# Dataset excerpts:
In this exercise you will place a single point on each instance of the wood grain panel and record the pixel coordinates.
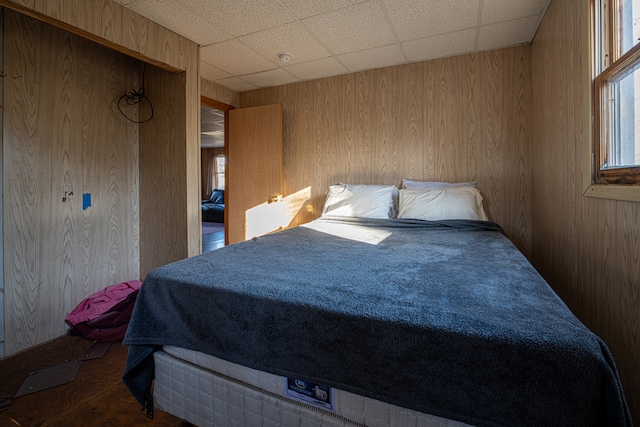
(586, 248)
(112, 25)
(454, 119)
(163, 185)
(63, 137)
(219, 93)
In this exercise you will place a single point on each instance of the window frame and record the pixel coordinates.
(620, 183)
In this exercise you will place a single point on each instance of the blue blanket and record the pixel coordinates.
(446, 318)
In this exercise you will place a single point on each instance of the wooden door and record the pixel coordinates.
(254, 172)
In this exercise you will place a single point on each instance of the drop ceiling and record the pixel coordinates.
(241, 39)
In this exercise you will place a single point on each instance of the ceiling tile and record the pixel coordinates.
(518, 31)
(373, 58)
(500, 10)
(237, 84)
(306, 8)
(235, 58)
(355, 28)
(211, 73)
(320, 68)
(240, 39)
(270, 78)
(240, 17)
(178, 17)
(413, 19)
(293, 38)
(440, 46)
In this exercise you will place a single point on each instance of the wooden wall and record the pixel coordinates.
(63, 137)
(219, 93)
(587, 248)
(456, 119)
(64, 133)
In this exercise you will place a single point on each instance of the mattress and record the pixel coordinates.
(207, 391)
(440, 317)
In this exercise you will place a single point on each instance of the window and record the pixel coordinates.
(617, 92)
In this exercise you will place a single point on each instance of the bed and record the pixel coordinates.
(399, 318)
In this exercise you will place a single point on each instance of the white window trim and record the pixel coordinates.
(630, 193)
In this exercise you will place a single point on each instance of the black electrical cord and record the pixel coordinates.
(136, 97)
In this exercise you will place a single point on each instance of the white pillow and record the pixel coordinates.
(439, 203)
(362, 201)
(406, 183)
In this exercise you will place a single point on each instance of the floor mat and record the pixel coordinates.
(97, 350)
(49, 377)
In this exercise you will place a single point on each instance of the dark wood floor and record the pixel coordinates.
(97, 397)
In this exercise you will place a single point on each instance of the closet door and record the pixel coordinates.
(254, 172)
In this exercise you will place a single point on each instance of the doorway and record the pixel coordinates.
(213, 137)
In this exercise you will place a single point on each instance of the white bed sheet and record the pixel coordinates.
(208, 391)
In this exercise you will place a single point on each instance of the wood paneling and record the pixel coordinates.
(455, 119)
(219, 93)
(64, 137)
(253, 172)
(163, 185)
(587, 248)
(111, 24)
(67, 135)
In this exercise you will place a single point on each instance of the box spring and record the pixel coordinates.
(207, 391)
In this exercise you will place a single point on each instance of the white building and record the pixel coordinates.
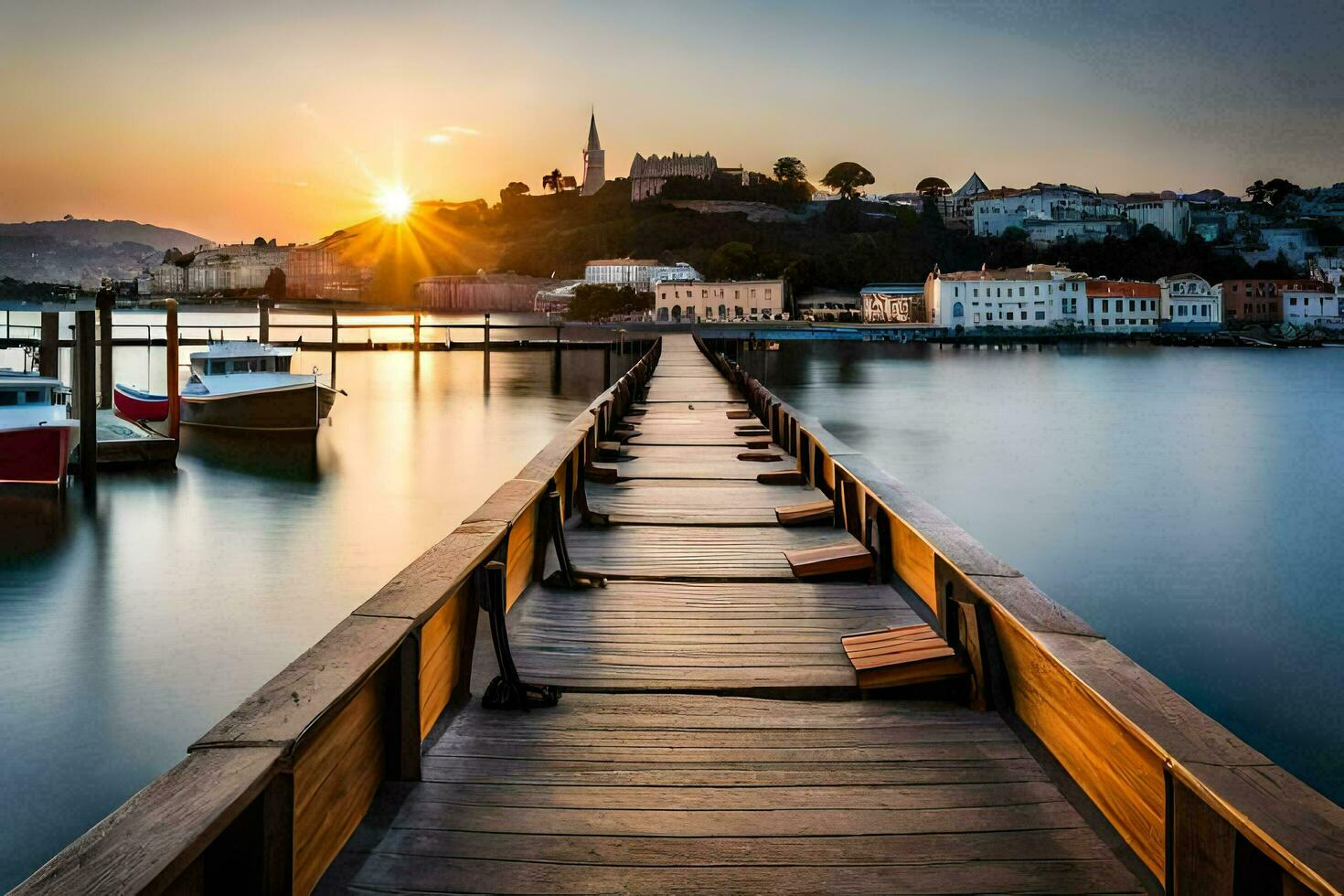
(1304, 306)
(720, 301)
(1049, 212)
(638, 272)
(1189, 298)
(1169, 215)
(1031, 295)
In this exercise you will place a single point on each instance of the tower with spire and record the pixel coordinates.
(594, 160)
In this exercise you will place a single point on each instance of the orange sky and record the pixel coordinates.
(280, 120)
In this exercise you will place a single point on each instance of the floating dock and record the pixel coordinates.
(709, 577)
(123, 443)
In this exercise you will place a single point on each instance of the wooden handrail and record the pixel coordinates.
(268, 797)
(1166, 776)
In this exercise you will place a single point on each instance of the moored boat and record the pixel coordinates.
(248, 386)
(37, 432)
(137, 404)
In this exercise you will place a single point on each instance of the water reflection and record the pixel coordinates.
(1179, 500)
(131, 626)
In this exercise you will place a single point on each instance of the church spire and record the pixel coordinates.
(593, 140)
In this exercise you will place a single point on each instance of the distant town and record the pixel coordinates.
(1280, 242)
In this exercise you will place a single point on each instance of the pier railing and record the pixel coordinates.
(265, 801)
(1201, 809)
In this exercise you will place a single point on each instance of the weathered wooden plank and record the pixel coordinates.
(695, 552)
(336, 774)
(156, 835)
(317, 683)
(454, 875)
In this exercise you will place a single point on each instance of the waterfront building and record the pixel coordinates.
(1189, 298)
(1167, 212)
(649, 175)
(1123, 305)
(1261, 301)
(718, 301)
(1031, 295)
(1049, 212)
(637, 272)
(894, 304)
(479, 293)
(220, 269)
(322, 271)
(1304, 306)
(594, 160)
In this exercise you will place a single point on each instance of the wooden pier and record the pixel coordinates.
(711, 735)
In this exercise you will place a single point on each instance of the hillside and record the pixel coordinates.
(80, 229)
(85, 251)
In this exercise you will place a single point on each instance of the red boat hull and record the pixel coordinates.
(134, 409)
(35, 454)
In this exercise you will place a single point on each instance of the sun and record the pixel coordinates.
(394, 202)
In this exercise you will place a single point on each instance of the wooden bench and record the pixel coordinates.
(805, 513)
(907, 655)
(832, 559)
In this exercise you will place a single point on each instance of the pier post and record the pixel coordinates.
(486, 346)
(263, 306)
(335, 340)
(85, 395)
(48, 355)
(171, 364)
(103, 303)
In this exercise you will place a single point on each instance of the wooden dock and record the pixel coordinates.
(711, 735)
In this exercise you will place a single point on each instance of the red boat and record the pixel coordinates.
(133, 404)
(35, 429)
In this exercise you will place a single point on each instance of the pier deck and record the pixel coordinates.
(666, 769)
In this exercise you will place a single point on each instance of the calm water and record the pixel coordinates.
(1186, 503)
(128, 630)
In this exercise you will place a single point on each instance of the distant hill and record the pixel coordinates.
(85, 251)
(80, 229)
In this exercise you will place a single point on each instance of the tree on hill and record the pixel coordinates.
(603, 301)
(515, 188)
(274, 286)
(789, 169)
(847, 179)
(554, 180)
(734, 261)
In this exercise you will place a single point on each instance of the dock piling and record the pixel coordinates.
(85, 395)
(171, 364)
(103, 303)
(48, 357)
(263, 306)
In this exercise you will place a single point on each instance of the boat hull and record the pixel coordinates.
(133, 407)
(35, 454)
(289, 409)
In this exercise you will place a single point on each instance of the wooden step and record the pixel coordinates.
(805, 513)
(847, 557)
(907, 655)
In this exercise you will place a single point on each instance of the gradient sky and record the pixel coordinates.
(240, 119)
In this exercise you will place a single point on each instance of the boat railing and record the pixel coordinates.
(266, 798)
(1203, 810)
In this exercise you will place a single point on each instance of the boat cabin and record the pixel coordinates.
(240, 357)
(27, 389)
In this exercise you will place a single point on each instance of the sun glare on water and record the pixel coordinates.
(394, 202)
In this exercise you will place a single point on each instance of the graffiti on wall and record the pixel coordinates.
(880, 308)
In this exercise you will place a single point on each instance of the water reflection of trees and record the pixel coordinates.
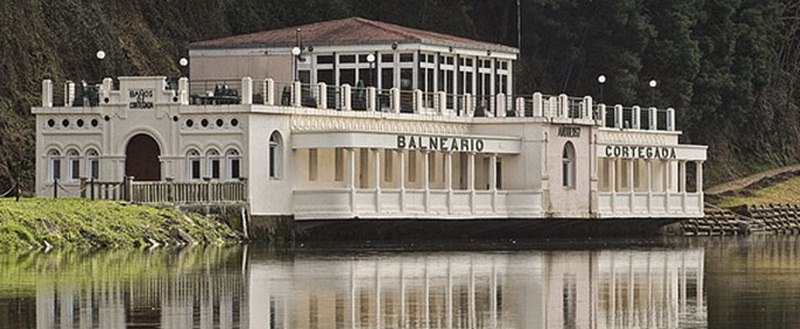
(576, 289)
(531, 289)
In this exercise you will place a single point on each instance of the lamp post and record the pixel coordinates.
(183, 62)
(653, 83)
(296, 54)
(601, 80)
(101, 55)
(371, 60)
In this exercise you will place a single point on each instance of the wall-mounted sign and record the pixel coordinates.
(434, 143)
(641, 152)
(141, 98)
(569, 131)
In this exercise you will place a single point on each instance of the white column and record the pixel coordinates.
(402, 172)
(377, 155)
(351, 177)
(649, 184)
(426, 184)
(448, 179)
(613, 181)
(493, 180)
(699, 183)
(471, 180)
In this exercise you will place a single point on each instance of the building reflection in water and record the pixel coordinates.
(532, 289)
(572, 289)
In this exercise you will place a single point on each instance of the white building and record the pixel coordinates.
(381, 122)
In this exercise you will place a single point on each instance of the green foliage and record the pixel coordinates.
(729, 67)
(84, 224)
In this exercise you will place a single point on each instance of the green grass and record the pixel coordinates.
(781, 193)
(81, 223)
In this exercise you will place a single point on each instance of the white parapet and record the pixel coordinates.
(417, 100)
(587, 107)
(501, 105)
(297, 94)
(347, 98)
(538, 111)
(247, 90)
(395, 97)
(563, 106)
(653, 118)
(371, 93)
(183, 90)
(322, 95)
(269, 91)
(47, 93)
(469, 109)
(69, 93)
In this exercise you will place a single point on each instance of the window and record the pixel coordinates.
(212, 164)
(312, 164)
(568, 166)
(193, 164)
(275, 155)
(54, 171)
(234, 164)
(93, 161)
(338, 164)
(73, 165)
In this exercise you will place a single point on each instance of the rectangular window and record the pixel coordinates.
(388, 165)
(325, 59)
(195, 165)
(214, 169)
(338, 164)
(312, 164)
(412, 166)
(235, 173)
(74, 170)
(94, 169)
(56, 173)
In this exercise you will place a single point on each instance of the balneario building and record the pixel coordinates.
(355, 120)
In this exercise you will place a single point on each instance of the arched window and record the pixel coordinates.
(213, 164)
(568, 166)
(93, 162)
(275, 154)
(73, 165)
(193, 164)
(54, 169)
(234, 164)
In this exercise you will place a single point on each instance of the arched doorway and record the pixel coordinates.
(141, 158)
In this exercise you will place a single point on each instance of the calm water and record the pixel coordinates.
(695, 283)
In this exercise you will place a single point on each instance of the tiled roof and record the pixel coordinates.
(348, 31)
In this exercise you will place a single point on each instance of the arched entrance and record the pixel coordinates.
(141, 158)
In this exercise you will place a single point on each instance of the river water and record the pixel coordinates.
(749, 282)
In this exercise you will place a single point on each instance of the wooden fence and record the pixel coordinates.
(167, 192)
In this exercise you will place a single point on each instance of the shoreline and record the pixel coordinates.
(37, 223)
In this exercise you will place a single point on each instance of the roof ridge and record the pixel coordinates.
(385, 26)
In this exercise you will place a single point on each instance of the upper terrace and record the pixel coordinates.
(150, 92)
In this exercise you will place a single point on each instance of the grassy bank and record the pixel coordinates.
(79, 223)
(781, 193)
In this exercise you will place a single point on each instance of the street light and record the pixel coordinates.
(183, 62)
(296, 54)
(601, 80)
(371, 60)
(653, 85)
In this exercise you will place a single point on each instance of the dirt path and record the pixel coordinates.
(758, 180)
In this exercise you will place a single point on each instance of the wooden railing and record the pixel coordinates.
(167, 192)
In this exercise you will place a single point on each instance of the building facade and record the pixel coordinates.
(356, 119)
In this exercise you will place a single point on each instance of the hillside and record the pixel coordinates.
(730, 68)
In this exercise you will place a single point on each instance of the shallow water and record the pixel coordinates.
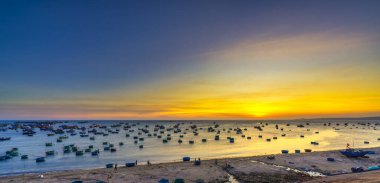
(156, 151)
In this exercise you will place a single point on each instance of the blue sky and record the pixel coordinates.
(53, 50)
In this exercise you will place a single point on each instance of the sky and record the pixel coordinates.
(217, 59)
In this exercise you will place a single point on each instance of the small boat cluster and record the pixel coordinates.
(180, 132)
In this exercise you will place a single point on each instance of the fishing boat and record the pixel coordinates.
(40, 159)
(24, 157)
(354, 153)
(4, 138)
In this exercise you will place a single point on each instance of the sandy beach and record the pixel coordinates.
(306, 167)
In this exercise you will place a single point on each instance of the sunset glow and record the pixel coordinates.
(262, 69)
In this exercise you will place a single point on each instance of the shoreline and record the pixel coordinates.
(244, 169)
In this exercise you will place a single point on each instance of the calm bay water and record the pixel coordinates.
(329, 138)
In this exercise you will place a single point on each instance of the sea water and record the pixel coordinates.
(331, 137)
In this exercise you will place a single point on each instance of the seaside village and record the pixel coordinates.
(289, 166)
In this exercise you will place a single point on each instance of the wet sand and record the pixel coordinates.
(284, 168)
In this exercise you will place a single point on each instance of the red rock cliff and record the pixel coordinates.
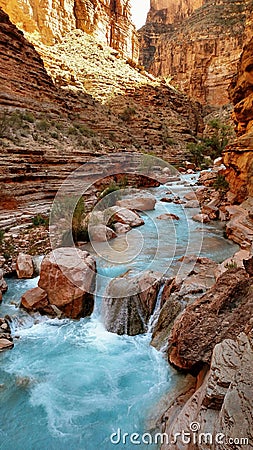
(198, 43)
(108, 20)
(238, 157)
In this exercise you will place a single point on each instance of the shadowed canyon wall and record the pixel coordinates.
(238, 157)
(108, 20)
(198, 43)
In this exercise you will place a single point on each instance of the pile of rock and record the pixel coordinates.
(66, 285)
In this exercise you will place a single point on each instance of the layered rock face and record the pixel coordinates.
(169, 11)
(47, 132)
(198, 43)
(238, 156)
(108, 20)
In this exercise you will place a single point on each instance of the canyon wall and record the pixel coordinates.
(47, 131)
(49, 21)
(238, 156)
(171, 11)
(198, 43)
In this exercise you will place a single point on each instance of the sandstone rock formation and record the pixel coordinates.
(238, 156)
(68, 277)
(222, 404)
(24, 266)
(108, 20)
(197, 42)
(171, 11)
(129, 302)
(180, 292)
(223, 312)
(36, 300)
(47, 132)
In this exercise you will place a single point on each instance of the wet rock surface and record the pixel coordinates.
(129, 303)
(222, 403)
(6, 341)
(223, 312)
(67, 277)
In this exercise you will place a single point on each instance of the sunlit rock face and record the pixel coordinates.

# The task:
Starting with the line that contains "rock and record the pixel coordinates.", repeat each line through the last one exactly as it appears. Include both ends and nothing more.

# Written answer:
In this exercise you will place a single point on each instance of the pile of rock and record the pixel coordinates.
(66, 285)
In this exercise you will place a single point on each instance of the layered rock face and record the pixel coordinates.
(169, 11)
(47, 132)
(198, 43)
(238, 156)
(108, 20)
In this exercise you will place a single point on each instance of the canyon wall and record the pixel coordinates.
(47, 131)
(49, 21)
(238, 156)
(171, 11)
(198, 43)
In this exercise you will place a single point on each instance of the sandstone rock formation and record the pixel coordinates.
(238, 156)
(68, 277)
(222, 404)
(24, 266)
(108, 20)
(197, 42)
(171, 11)
(129, 302)
(180, 292)
(223, 312)
(36, 300)
(47, 132)
In this exercise you will place a single point on each instance of the wet rock surface and record the pixel coordinates.
(129, 303)
(222, 403)
(6, 341)
(223, 312)
(67, 277)
In this exercise you will place a single point on each instance of the sunlit rock face and record the pixel coordinates.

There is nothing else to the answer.